Excerpts from point annotation data:

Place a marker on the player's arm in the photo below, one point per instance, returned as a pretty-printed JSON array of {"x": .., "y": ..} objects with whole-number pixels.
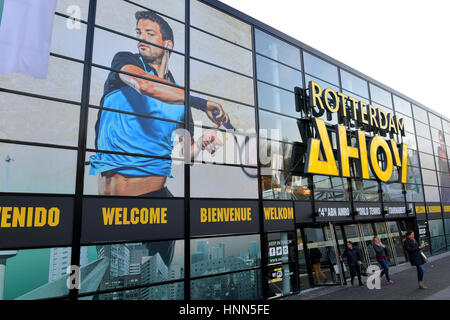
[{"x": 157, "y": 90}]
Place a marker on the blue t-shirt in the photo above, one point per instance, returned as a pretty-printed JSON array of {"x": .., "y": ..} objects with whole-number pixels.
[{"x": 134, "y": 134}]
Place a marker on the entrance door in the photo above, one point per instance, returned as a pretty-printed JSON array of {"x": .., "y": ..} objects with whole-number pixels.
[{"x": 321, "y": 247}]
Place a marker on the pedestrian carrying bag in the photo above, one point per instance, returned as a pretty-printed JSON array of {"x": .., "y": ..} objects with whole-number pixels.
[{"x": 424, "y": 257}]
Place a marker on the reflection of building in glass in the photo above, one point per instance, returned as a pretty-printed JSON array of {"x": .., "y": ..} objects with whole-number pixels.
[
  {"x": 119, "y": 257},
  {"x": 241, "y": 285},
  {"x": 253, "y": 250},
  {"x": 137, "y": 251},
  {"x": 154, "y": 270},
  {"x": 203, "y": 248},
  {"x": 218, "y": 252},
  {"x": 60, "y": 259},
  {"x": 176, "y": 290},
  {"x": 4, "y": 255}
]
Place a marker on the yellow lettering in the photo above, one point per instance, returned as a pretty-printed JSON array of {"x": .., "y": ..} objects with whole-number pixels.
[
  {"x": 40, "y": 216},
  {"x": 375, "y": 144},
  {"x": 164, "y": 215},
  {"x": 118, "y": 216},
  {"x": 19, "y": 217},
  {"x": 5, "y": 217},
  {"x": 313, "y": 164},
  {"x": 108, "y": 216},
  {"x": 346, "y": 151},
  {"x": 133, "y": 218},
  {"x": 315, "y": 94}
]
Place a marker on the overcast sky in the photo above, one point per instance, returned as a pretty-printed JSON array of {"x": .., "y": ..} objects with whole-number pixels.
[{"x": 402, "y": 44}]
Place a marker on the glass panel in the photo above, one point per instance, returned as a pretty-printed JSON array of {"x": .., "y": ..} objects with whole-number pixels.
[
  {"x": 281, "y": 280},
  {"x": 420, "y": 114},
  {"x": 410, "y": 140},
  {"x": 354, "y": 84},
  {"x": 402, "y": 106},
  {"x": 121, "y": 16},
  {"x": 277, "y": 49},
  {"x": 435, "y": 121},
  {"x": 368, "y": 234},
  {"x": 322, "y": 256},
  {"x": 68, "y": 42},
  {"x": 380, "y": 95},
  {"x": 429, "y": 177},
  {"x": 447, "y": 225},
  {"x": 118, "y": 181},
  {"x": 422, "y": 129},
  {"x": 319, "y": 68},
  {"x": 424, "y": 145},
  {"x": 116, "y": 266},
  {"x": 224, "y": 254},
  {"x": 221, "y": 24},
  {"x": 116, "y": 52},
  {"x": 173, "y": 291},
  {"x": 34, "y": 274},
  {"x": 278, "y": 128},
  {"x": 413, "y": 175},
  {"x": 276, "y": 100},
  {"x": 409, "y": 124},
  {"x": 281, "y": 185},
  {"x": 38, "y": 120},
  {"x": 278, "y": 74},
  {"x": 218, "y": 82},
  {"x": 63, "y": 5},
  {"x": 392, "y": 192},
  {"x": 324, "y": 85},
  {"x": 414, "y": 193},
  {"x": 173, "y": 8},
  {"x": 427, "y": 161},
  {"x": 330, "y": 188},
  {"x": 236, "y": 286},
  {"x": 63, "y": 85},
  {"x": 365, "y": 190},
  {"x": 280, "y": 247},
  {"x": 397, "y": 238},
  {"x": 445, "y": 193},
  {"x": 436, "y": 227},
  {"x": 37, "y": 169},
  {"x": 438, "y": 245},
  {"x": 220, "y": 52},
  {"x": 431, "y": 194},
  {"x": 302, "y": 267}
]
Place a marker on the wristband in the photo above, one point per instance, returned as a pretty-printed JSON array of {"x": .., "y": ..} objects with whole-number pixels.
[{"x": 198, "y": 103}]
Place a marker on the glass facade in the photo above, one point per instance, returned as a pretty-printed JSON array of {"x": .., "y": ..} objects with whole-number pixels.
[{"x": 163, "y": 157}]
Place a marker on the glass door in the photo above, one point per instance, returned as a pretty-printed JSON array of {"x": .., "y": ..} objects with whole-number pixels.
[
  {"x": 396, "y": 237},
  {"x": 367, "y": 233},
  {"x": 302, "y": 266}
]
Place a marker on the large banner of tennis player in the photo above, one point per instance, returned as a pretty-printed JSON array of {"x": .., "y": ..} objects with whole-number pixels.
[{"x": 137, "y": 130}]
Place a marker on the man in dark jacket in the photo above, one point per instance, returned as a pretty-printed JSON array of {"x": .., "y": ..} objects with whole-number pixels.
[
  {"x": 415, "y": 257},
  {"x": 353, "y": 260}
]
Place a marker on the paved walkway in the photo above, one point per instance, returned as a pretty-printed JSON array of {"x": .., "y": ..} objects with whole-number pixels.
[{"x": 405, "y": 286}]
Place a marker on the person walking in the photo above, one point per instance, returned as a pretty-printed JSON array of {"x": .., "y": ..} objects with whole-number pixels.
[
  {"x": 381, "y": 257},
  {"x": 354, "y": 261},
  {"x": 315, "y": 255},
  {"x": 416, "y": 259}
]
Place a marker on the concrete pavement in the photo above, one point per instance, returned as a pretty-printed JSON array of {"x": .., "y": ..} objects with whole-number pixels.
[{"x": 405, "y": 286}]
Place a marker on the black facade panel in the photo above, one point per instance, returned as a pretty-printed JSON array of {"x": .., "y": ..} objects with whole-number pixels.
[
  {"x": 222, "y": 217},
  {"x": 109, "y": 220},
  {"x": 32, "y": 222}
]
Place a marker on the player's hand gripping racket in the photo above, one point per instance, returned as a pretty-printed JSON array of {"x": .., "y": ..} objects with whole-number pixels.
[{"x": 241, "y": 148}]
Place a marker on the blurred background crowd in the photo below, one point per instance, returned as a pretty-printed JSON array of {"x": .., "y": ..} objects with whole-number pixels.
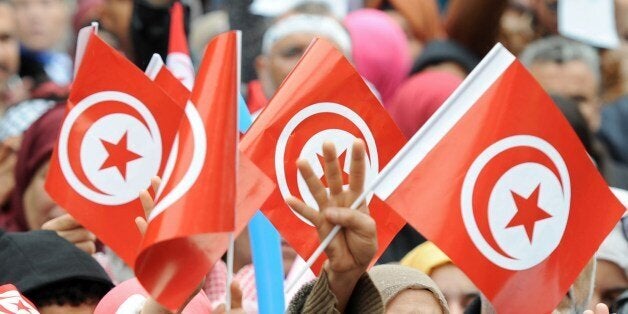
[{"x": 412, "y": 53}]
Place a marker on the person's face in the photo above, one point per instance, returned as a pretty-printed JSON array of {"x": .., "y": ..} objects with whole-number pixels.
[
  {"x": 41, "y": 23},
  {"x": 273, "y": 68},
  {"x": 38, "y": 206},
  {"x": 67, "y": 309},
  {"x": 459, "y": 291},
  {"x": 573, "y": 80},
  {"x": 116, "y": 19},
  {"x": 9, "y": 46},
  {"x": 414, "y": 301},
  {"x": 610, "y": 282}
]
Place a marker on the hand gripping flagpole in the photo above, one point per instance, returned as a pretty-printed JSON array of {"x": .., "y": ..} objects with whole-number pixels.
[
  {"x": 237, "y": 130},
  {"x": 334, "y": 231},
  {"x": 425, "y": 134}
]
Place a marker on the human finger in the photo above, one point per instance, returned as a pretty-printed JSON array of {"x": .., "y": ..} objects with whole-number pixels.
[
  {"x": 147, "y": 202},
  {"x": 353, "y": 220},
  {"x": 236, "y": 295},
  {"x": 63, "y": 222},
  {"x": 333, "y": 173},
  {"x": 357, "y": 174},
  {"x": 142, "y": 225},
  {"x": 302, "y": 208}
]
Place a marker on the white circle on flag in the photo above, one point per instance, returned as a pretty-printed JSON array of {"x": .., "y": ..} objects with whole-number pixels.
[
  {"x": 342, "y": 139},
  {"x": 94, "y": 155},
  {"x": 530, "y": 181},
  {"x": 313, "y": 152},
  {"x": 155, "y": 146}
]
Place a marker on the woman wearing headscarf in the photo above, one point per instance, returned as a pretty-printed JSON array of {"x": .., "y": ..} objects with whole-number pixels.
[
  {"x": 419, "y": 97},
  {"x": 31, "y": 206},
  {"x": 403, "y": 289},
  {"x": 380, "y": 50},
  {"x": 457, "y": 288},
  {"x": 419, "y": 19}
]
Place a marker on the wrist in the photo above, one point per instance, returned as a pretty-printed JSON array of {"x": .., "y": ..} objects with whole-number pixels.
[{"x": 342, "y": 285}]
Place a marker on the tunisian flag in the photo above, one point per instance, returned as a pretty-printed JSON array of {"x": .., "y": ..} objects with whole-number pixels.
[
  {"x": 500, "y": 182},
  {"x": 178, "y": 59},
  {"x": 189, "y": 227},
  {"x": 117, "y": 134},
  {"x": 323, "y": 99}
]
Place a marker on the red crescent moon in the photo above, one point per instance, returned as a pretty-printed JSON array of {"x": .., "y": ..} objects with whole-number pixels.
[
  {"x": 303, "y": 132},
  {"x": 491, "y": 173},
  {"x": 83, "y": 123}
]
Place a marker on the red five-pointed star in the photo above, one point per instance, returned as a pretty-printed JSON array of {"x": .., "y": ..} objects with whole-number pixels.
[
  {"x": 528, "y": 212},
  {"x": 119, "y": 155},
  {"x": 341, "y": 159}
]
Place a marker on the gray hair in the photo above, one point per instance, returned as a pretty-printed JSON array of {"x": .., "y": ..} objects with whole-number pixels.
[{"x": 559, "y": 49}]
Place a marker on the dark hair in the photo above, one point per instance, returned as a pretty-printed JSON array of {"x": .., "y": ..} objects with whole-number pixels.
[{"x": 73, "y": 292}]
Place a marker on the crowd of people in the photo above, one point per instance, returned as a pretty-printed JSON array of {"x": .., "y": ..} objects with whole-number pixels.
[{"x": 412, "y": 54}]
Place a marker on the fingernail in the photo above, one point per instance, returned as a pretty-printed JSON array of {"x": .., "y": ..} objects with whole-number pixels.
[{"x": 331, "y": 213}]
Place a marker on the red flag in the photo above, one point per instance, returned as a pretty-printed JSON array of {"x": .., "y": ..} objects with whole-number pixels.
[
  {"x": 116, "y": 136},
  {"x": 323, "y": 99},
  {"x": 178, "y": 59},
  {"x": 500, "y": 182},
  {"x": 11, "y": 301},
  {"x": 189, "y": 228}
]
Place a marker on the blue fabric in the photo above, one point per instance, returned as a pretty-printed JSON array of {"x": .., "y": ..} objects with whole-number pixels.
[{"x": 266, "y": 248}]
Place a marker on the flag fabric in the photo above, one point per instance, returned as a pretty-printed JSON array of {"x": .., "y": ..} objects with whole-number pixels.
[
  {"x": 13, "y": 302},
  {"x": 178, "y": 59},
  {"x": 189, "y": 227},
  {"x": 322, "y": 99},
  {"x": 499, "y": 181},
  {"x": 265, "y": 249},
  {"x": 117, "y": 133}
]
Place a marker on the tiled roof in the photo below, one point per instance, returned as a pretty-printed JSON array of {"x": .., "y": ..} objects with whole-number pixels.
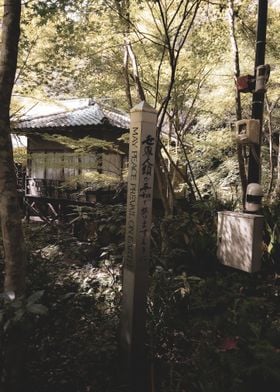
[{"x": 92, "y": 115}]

CHALLENGE
Write out, please, the lines of the listing above from the one with "Place a marker on the red five-pointed" through the very last, exactly as given and with no pictures.

COMPLETE RESPONSE
Place a marker on the red five-pointed star in the photo above, one point per instance, returned as a pretty-printed JSON array of {"x": .., "y": ..} objects with whole-number pixels.
[
  {"x": 528, "y": 212},
  {"x": 119, "y": 155},
  {"x": 341, "y": 159}
]
Place a marker on the gray hair in the photo above, one point per instance, returned as a pretty-printed JSON array of {"x": .., "y": ..} objects with whole-number pixels.
[{"x": 559, "y": 49}]
Place a marker on the dark hair in the photo above, one point per instance, returned as a pretty-printed JSON array of {"x": .., "y": ..} objects with whole-number pixels.
[{"x": 73, "y": 292}]
Place a marker on the crowd of people in the photo above, one point per instance, returned as a pretty-printed JSON array of {"x": .., "y": ..} objects with whole-number pixels.
[{"x": 412, "y": 54}]
Place a marker on the fingernail in the photo above, one point per instance, returned as a pretty-printed JSON array of {"x": .., "y": ..} objects with whole-number pixels.
[{"x": 331, "y": 213}]
Place a marker on the red flag in the photo above, one point per instance, returned as a pretty-printed JSON array of {"x": .., "y": ..} objects with whole-number pixels.
[
  {"x": 116, "y": 136},
  {"x": 323, "y": 99},
  {"x": 178, "y": 59},
  {"x": 500, "y": 182},
  {"x": 11, "y": 301},
  {"x": 189, "y": 228}
]
Place a marker on the blue fabric in the photo above, one point per instance, returned as a pretty-printed JSON array of {"x": .., "y": ..} objects with whole-number pixels.
[{"x": 266, "y": 248}]
Place a marker on the flag fabric in the photo above, one point per instance, returned as a pretty-printed JSON array of {"x": .., "y": ..} objects with whole-number pixels.
[
  {"x": 13, "y": 302},
  {"x": 178, "y": 59},
  {"x": 189, "y": 227},
  {"x": 322, "y": 99},
  {"x": 499, "y": 181},
  {"x": 265, "y": 249},
  {"x": 117, "y": 133}
]
Place a marker on the tiled roof in the photo below, one point per instance, returned as a pretty-printed JSON array of {"x": .., "y": ..} objects with whole-number pixels.
[{"x": 92, "y": 115}]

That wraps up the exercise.